Objectif:
Dans la partie des items ci-dessous qui s'ouvre sur la ligne contenant « Expected: one point per instance of the foliage » et se termine à la fin des items, ajoutez 111 à chaque nombre des coordonnées données en réponse. Recopiez ensuite toutes ces lignes, lignes de consigne comprises.

··· Données fournies

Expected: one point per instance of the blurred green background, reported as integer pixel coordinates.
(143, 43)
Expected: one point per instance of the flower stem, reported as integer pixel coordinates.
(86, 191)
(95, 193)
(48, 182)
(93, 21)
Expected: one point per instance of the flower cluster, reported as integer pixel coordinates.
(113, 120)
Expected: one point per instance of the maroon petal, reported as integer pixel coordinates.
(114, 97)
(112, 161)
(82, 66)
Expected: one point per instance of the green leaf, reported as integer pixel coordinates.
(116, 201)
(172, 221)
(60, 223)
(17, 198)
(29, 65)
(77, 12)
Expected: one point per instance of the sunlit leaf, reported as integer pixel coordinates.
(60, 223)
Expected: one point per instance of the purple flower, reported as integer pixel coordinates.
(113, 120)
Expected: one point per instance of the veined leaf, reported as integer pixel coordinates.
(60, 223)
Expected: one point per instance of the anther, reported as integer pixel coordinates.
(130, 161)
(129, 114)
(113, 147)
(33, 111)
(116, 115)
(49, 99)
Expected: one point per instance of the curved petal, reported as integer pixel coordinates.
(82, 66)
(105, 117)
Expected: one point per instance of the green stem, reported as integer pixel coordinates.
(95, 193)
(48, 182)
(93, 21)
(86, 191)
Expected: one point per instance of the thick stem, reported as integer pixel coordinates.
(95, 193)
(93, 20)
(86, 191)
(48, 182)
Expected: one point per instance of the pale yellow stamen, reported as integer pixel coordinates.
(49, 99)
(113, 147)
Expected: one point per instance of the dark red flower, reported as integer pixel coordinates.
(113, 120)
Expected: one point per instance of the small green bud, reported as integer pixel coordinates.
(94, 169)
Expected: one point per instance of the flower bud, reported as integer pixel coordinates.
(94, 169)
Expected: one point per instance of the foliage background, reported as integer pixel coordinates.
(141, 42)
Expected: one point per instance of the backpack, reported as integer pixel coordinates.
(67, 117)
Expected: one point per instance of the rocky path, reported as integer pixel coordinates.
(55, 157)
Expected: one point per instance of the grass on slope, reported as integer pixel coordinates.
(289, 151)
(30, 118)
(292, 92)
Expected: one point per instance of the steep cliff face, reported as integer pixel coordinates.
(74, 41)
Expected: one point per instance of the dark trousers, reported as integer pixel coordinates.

······

Solution rédigée:
Expected: one point per instance of the foliage background, reported as integer pixel coordinates.
(252, 153)
Expected: one point per instance of the backpack, reported as integer pixel coordinates.
(178, 228)
Expected: one point per instance of the rocky path, reported as integer pixel coordinates.
(166, 268)
Expected: one point per instance of the grass on slope, reported as integer pixel coordinates.
(400, 262)
(141, 229)
(403, 203)
Expected: one point per instance of the steep cliff face, reported as integer pixel coordinates.
(185, 152)
Expected: one point per instance of the dark trousers, reported as integer pixel coordinates.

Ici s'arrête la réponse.